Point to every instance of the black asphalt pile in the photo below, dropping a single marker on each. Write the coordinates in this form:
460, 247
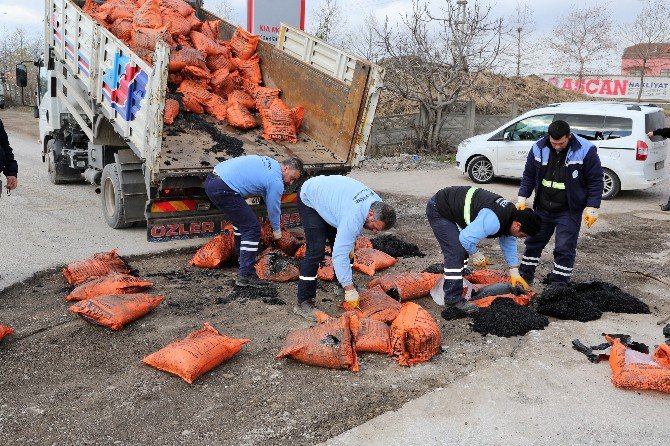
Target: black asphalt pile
610, 298
435, 268
395, 247
505, 318
269, 295
563, 302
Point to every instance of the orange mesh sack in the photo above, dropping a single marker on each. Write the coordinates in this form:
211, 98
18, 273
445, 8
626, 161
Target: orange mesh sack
376, 304
250, 69
196, 354
171, 111
370, 260
116, 310
183, 56
487, 277
635, 370
326, 270
112, 284
206, 44
415, 336
371, 335
329, 344
243, 43
362, 242
4, 331
100, 265
277, 267
406, 286
281, 123
239, 116
217, 251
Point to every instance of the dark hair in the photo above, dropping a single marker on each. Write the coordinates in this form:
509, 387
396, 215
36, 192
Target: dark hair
295, 164
530, 221
559, 129
383, 212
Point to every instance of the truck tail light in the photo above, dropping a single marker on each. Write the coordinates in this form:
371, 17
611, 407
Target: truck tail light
641, 151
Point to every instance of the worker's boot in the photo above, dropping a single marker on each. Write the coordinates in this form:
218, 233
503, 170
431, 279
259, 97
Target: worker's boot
252, 281
306, 309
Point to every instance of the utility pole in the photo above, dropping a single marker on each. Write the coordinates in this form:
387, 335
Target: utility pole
518, 52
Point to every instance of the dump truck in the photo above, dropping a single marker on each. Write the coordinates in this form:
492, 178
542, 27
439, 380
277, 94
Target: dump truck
101, 121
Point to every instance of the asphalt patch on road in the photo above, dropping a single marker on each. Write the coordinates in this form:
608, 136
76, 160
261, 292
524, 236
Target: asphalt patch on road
610, 298
505, 318
396, 247
563, 302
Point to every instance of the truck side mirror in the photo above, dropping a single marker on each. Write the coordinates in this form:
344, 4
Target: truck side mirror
21, 75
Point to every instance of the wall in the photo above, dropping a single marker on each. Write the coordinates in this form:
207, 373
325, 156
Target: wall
397, 133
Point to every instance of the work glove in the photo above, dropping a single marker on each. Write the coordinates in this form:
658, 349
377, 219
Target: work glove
352, 298
516, 279
590, 216
478, 259
520, 203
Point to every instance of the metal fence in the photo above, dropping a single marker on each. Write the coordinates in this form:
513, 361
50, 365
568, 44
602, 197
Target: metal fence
398, 133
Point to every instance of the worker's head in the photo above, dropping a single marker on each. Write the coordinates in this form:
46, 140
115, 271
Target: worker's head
526, 224
381, 217
559, 134
291, 170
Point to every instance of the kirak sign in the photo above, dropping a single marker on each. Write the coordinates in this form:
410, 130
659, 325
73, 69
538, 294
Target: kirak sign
264, 17
614, 87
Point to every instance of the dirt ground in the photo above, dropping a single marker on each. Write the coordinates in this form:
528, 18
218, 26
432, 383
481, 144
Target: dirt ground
64, 381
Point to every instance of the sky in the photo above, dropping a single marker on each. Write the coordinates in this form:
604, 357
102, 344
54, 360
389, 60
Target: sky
28, 13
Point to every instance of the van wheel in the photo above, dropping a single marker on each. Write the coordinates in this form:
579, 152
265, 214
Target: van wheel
480, 170
112, 202
612, 184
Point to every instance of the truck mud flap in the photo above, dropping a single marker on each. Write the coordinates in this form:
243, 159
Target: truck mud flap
166, 229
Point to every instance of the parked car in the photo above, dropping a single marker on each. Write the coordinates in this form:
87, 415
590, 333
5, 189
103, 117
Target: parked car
630, 160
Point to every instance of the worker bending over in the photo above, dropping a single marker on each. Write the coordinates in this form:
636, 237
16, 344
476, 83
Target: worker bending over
236, 179
336, 208
461, 216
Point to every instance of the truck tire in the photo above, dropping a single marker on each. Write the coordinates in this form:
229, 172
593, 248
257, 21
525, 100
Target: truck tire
612, 184
110, 196
480, 170
59, 173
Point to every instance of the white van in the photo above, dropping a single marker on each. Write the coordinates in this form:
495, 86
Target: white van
629, 158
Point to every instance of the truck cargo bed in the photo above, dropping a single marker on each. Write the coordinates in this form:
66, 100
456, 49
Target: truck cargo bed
202, 140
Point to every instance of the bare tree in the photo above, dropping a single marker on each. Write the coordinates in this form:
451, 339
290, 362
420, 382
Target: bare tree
434, 61
648, 37
363, 40
581, 39
328, 21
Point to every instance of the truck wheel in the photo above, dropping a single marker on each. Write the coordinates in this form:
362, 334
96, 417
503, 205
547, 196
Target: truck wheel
112, 202
480, 170
612, 184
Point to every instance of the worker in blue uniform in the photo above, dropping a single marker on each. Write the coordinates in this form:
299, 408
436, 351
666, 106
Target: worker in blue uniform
564, 171
461, 216
236, 179
335, 208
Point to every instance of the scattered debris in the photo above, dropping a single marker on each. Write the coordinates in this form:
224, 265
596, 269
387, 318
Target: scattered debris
395, 247
505, 318
563, 302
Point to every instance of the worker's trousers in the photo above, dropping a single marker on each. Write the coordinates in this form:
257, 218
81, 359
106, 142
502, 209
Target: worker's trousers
566, 225
317, 233
246, 228
455, 256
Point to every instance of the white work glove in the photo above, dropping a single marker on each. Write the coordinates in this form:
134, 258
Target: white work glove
516, 279
478, 259
590, 216
351, 298
520, 203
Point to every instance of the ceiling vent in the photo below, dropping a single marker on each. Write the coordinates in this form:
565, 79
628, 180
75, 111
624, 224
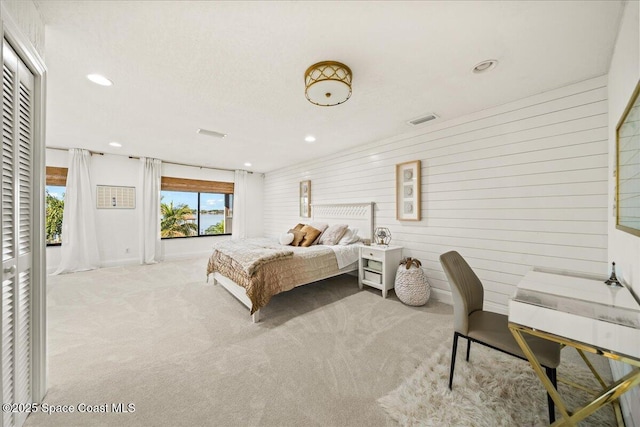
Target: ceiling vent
211, 133
424, 119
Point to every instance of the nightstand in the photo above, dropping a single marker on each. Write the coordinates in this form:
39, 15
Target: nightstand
378, 266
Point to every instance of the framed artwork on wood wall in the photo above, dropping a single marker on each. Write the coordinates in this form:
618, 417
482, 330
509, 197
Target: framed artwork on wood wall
305, 199
408, 191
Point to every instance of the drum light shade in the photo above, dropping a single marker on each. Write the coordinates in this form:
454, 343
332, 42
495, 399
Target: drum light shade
327, 83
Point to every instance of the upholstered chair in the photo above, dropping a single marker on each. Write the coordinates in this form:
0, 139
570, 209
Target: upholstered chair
488, 328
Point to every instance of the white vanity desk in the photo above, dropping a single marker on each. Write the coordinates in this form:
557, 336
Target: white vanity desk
584, 313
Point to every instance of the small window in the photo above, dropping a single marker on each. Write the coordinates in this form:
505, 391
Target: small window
192, 208
179, 211
215, 213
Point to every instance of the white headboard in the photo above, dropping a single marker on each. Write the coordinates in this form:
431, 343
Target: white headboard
357, 215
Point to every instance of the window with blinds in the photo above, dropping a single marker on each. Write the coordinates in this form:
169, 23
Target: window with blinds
56, 182
192, 208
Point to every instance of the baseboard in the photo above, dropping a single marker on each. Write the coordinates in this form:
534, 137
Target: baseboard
630, 412
186, 255
119, 262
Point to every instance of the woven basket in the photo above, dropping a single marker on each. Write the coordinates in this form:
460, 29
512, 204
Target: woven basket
411, 286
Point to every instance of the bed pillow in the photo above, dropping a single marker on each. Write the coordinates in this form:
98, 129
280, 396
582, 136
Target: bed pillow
351, 236
311, 234
322, 226
298, 236
333, 234
286, 238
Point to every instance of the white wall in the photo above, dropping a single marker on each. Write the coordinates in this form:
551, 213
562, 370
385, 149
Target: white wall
512, 187
118, 229
27, 18
624, 248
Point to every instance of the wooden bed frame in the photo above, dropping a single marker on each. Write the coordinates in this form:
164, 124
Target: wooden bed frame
357, 215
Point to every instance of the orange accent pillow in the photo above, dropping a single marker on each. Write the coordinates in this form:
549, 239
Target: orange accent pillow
298, 236
311, 234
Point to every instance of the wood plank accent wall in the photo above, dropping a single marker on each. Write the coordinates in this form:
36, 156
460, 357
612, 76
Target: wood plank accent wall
510, 188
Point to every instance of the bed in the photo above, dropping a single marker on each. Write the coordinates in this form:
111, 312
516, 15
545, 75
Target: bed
254, 270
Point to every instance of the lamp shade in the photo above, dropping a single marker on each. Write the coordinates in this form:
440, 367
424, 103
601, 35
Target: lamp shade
327, 83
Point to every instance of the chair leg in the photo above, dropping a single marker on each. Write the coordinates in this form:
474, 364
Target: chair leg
551, 373
453, 357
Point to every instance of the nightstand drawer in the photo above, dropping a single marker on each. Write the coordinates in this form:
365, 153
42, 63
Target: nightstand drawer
373, 254
377, 267
373, 277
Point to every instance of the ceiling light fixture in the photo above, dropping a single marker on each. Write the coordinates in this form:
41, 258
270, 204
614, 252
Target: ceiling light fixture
100, 79
484, 66
211, 133
327, 83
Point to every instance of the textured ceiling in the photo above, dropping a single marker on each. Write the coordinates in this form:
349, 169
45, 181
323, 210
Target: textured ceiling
238, 68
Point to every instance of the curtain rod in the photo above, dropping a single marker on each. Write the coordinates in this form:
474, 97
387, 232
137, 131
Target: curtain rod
134, 157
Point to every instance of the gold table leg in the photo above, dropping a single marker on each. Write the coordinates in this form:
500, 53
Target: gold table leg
608, 395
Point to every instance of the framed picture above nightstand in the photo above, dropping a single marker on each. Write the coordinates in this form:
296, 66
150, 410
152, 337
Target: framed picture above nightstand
408, 191
377, 266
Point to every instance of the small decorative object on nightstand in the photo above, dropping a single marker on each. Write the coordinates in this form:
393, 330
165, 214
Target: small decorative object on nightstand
382, 236
377, 267
613, 280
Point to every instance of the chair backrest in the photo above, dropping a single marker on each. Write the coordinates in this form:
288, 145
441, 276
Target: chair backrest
466, 289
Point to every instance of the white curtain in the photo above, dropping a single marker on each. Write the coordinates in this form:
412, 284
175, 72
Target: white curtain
239, 225
79, 251
150, 171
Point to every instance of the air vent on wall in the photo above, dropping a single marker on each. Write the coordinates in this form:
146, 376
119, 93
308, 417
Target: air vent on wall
111, 197
423, 119
211, 133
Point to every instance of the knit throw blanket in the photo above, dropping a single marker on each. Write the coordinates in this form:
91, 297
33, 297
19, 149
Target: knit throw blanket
249, 255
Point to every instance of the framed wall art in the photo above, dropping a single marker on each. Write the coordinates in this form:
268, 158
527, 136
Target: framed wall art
628, 167
305, 199
408, 191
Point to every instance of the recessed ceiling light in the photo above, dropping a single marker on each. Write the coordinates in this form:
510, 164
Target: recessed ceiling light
484, 66
211, 133
99, 79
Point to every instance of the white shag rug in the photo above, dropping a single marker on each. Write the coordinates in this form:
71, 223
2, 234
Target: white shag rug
492, 389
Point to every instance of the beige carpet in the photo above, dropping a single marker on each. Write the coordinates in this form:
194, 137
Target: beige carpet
185, 352
492, 390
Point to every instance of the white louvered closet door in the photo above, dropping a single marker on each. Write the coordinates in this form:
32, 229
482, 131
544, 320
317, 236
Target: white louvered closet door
16, 220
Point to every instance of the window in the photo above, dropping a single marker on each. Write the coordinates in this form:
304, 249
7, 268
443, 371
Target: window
56, 182
192, 208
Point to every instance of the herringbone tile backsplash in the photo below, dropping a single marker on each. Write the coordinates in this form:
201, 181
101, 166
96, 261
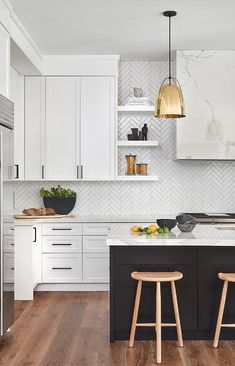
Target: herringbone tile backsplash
183, 185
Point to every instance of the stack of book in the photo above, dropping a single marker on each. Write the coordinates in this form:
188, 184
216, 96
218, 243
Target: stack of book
138, 101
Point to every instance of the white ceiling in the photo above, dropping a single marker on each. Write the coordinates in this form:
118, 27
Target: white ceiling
135, 29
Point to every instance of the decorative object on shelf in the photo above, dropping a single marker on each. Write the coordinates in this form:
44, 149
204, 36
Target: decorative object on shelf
130, 137
135, 133
145, 132
138, 135
138, 92
144, 101
62, 200
170, 102
141, 135
131, 164
142, 169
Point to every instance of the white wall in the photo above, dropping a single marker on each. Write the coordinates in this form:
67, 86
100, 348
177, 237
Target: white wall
183, 185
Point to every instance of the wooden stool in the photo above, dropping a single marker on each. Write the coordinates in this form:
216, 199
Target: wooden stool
157, 277
226, 277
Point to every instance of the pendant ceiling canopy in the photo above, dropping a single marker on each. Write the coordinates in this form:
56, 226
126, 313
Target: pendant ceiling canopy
170, 102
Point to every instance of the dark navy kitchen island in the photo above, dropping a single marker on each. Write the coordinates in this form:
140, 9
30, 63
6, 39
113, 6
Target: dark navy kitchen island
198, 292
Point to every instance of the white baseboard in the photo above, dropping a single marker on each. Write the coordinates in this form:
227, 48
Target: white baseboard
72, 287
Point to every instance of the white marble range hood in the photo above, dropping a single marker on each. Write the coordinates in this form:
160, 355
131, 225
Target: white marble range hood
208, 82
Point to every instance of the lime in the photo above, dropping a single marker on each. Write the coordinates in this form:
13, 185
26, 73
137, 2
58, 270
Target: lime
148, 230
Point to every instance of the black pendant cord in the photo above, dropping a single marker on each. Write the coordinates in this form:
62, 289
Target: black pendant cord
170, 50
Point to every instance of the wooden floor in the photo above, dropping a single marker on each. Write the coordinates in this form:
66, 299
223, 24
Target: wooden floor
72, 328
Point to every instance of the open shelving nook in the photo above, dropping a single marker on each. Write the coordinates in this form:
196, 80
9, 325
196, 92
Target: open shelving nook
145, 151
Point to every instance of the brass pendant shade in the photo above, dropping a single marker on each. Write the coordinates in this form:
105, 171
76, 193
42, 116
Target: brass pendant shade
170, 101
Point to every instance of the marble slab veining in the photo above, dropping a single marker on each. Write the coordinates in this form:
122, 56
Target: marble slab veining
208, 131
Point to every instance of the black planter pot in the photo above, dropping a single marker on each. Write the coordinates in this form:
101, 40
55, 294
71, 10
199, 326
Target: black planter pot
62, 206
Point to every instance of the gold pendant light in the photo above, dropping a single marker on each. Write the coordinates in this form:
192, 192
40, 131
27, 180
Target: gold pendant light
170, 102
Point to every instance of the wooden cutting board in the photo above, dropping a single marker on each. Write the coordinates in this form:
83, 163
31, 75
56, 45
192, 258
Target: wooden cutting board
23, 216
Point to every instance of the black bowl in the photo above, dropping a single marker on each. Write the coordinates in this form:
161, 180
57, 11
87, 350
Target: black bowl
184, 219
169, 223
62, 206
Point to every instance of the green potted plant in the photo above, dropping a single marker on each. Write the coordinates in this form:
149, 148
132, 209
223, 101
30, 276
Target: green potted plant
62, 200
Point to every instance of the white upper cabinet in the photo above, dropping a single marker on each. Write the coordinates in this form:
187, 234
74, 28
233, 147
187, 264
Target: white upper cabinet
69, 128
97, 128
208, 130
34, 128
17, 97
62, 128
4, 62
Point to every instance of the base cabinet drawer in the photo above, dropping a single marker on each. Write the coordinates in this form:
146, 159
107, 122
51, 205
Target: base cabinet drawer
61, 268
62, 244
96, 229
61, 229
95, 268
95, 244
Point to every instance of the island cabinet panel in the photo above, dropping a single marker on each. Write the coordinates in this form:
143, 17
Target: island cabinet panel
123, 261
211, 261
155, 255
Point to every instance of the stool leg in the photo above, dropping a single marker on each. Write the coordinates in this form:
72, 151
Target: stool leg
177, 315
220, 314
135, 314
158, 323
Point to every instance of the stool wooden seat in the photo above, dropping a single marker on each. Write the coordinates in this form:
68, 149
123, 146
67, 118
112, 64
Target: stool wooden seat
157, 277
226, 277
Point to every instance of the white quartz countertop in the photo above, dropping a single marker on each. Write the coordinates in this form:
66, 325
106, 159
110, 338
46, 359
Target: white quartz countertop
207, 235
95, 219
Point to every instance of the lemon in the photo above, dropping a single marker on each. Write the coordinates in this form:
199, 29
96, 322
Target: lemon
136, 229
153, 228
148, 230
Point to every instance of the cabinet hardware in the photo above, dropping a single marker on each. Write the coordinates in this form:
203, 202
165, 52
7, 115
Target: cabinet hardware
17, 171
61, 244
35, 234
43, 168
67, 229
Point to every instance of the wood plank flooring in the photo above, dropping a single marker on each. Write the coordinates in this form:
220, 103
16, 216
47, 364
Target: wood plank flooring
72, 329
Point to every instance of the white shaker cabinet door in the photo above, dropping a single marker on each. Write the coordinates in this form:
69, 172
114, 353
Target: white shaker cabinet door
17, 97
34, 128
62, 128
97, 128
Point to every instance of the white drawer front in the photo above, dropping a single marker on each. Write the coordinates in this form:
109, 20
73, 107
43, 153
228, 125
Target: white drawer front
95, 244
96, 229
61, 268
60, 229
8, 268
65, 244
8, 244
8, 229
95, 268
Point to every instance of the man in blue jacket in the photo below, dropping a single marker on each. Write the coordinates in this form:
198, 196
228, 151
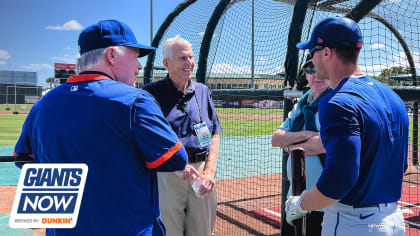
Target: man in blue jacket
100, 119
364, 130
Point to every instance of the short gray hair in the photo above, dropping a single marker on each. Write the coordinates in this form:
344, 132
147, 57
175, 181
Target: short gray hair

___

*WHAT NEEDS TO BE DONE:*
Copy out exactly the lines from the one with "Point to every instance of the island" through the end of the listing, both ends included, omitting any picture.

*EXERCISE OUTPUT:*
Point to every instance of the island cabinet panel in the photo above, dropping a single marker on each. Write the coordinates in this form:
143, 17
Target: island cabinet panel
123, 261
211, 261
155, 255
Point to every instance of the stool leg in the photo above, dropping a single marker on each. Write the coordinates in this form:
72, 151
Target: stool leg
177, 315
220, 314
135, 314
158, 323
Point to every instance of the stool wooden seat in the photo above, dropping a single marker on each. Write the coordinates in this form:
68, 149
123, 146
67, 118
112, 64
Target: stool wooden seat
157, 277
226, 277
Point to every instance of the white quartz countertop in the photo above, dropping a single marker on each. Write the coordinates in this form:
66, 325
106, 159
110, 338
46, 359
Target: white quartz countertop
207, 235
95, 219
Point to every instance of the lemon in the photo above, dropping a single marker on each. Write the coordinates in this form:
199, 29
96, 322
Target: lemon
136, 229
153, 228
148, 230
Point to every instance of the cabinet hardware in the photo above, dropping a single marker on each. Write the coordinates in this form:
203, 202
165, 52
7, 115
Target: cabinet hardware
17, 171
61, 244
35, 234
43, 168
67, 229
Point to every instance of the wood plank flooring in the photo above, dropping a single marker on each. Write the coordinates in this form:
220, 103
16, 216
47, 364
Target: wood plank flooring
72, 329
Point to every instance of the white shaker cabinet door in the photo above, dropping a single marker on each. Write the coordinates in this form:
69, 172
114, 353
Target: white shaker cabinet door
17, 97
34, 128
62, 128
97, 128
Point to every instance of the white drawer front in the photo above, dropping a single marker on each. Write the coordinates in this form:
109, 20
73, 107
43, 153
228, 125
Target: white drawer front
95, 244
96, 229
61, 268
60, 229
8, 268
65, 244
8, 244
8, 229
95, 268
Point to every instance of the man in blue jacket in the photo below, dropping a single marker on each. Write the coordinates in this form:
198, 196
228, 151
Target: man in blue jacket
100, 119
364, 130
Point to every instance of the short gray hair in the photo above, dropping a single marker on each. Write the coordinates in this form:
344, 132
147, 57
175, 181
Target: short gray hair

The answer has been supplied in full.